→ Data shown:
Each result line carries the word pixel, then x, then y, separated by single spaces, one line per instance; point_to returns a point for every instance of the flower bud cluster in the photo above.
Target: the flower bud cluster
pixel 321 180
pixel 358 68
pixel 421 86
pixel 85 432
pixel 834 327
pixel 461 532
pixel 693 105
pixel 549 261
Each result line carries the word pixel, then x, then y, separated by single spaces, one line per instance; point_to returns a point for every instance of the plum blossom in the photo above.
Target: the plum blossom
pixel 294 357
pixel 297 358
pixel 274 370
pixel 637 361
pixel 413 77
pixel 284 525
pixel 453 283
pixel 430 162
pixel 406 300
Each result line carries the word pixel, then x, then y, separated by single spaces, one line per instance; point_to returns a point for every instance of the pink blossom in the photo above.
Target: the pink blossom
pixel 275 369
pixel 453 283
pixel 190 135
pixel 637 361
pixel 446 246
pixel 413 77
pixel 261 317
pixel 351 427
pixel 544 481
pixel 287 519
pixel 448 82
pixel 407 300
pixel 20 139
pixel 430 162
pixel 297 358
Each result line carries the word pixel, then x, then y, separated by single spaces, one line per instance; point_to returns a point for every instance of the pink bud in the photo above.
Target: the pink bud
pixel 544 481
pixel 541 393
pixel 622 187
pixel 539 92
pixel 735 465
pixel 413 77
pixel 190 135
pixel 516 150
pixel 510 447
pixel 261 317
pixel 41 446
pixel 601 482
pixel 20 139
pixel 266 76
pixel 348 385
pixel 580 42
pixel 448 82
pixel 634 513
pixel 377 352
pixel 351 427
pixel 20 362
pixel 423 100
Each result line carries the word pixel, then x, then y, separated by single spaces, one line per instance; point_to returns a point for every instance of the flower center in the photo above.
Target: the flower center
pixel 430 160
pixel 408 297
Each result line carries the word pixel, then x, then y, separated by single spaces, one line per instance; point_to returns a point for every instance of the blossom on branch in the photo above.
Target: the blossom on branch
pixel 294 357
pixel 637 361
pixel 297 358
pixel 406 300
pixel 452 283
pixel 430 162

--

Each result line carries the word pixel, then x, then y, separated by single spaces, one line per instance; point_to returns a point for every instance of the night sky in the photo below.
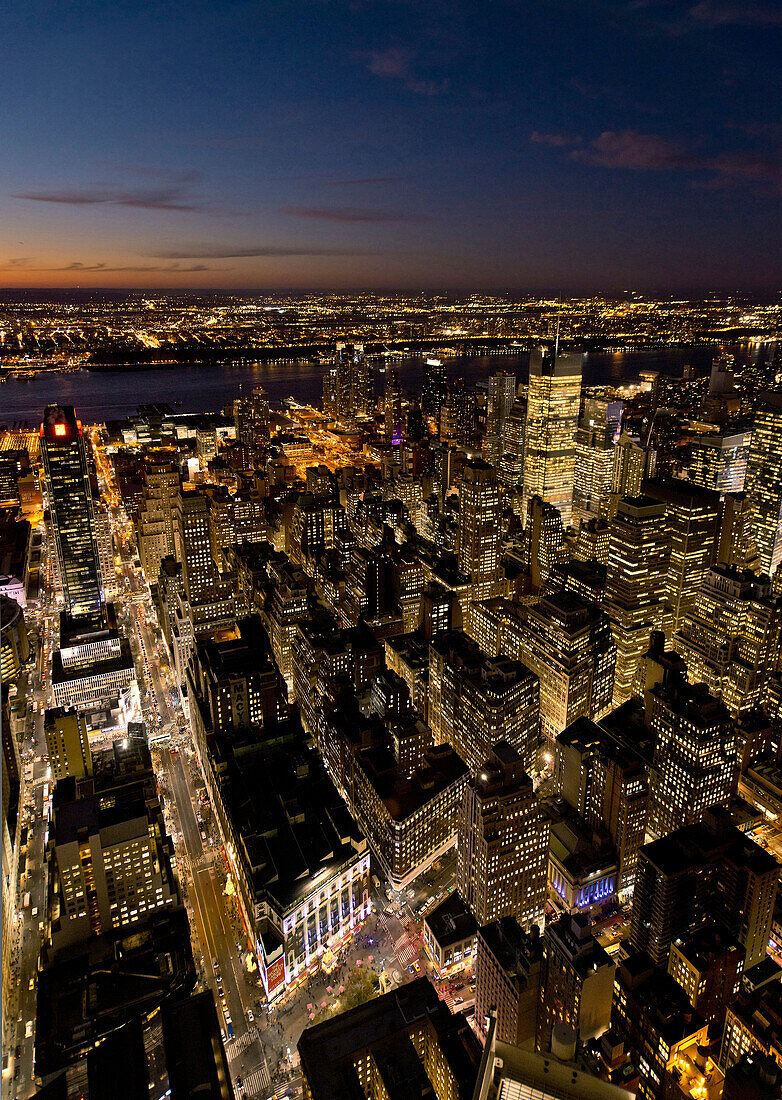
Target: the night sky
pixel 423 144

→ Task statement: Reproduce the part of the records that opens with the line containing "bud in the photo above." and closes with the line containing "pixel 266 76", swapping "pink bud" for "red bud" and leaving everything else unchanged.

→ Worked answer:
Each result line carries the word pixel, then x, then y, separated by single spaces, one line per instance; point_to returns a point for every instance of the red bud in the photo above.
Target: the red bud
pixel 544 481
pixel 541 393
pixel 622 187
pixel 539 92
pixel 735 465
pixel 413 77
pixel 190 135
pixel 516 150
pixel 510 447
pixel 261 317
pixel 41 446
pixel 601 482
pixel 20 139
pixel 266 76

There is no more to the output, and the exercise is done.